■ **Exercise description**: Reproduce the data below word for word, line by line. Leave the picture out of your answer.

Source data:

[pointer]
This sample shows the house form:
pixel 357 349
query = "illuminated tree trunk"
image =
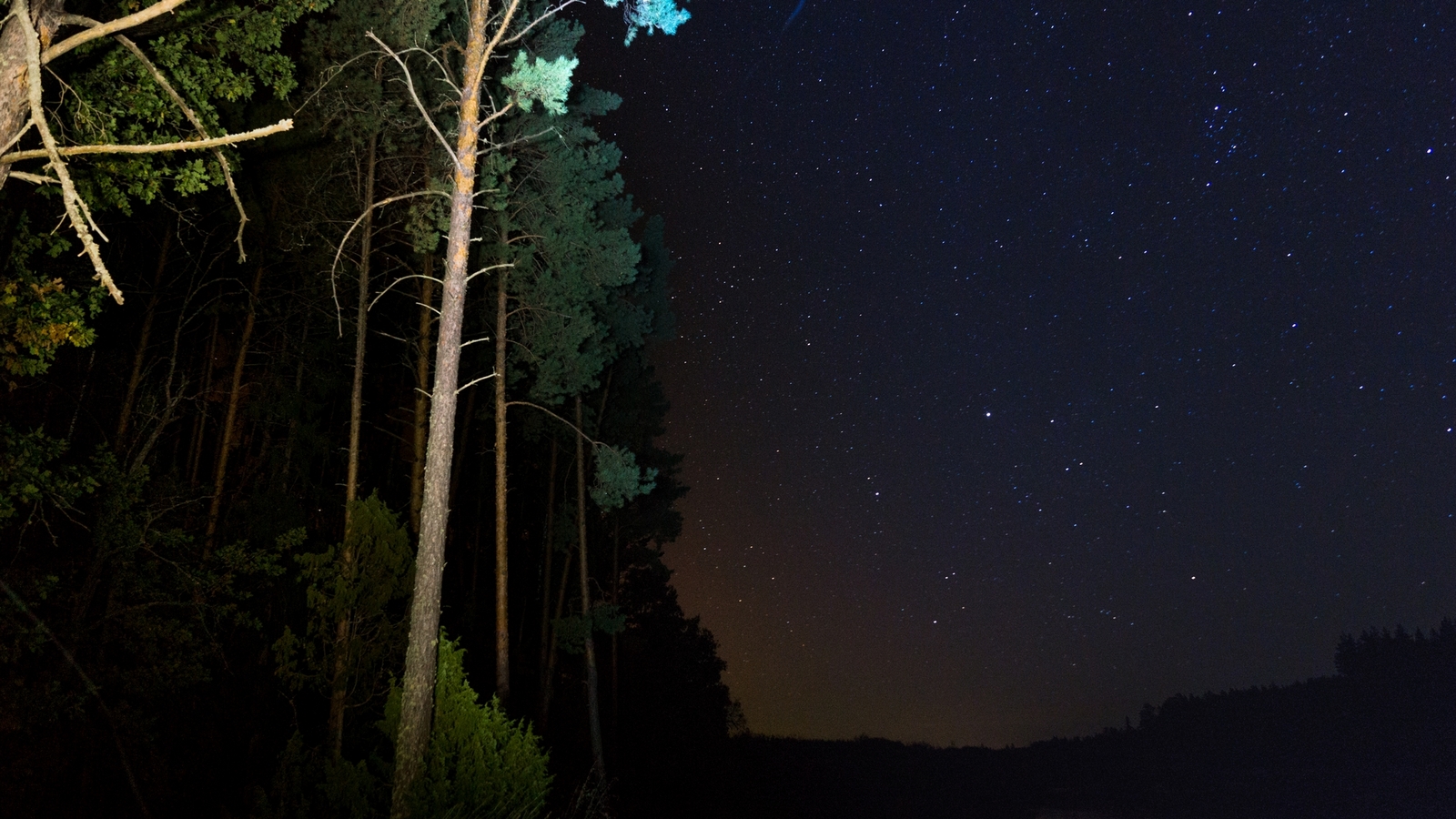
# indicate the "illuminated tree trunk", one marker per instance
pixel 124 420
pixel 421 424
pixel 589 649
pixel 502 624
pixel 225 446
pixel 548 528
pixel 430 560
pixel 339 688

■ **Exercise result**:
[pointer]
This sample shows the house form:
pixel 357 349
query = "illuminated tree trunk"
image =
# indicate the "illuminated tree trunk", one marker per instance
pixel 124 420
pixel 421 424
pixel 589 649
pixel 502 624
pixel 225 446
pixel 548 528
pixel 430 560
pixel 339 688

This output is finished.